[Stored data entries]
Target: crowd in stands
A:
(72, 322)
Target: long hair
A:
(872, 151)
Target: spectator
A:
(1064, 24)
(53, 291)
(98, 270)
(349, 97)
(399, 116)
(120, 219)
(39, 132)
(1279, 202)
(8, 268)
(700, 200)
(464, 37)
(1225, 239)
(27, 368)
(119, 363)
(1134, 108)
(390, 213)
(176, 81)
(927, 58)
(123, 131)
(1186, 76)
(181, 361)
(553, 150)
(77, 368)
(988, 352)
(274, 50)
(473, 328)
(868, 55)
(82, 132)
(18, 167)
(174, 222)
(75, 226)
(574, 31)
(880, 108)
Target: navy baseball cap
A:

— EXERCISE —
Read the entries and show each line that mentions "Target".

— EXPECTED ANSWER —
Target: crowd in stands
Target: long hair
Target: spectator
Target: navy baseball cap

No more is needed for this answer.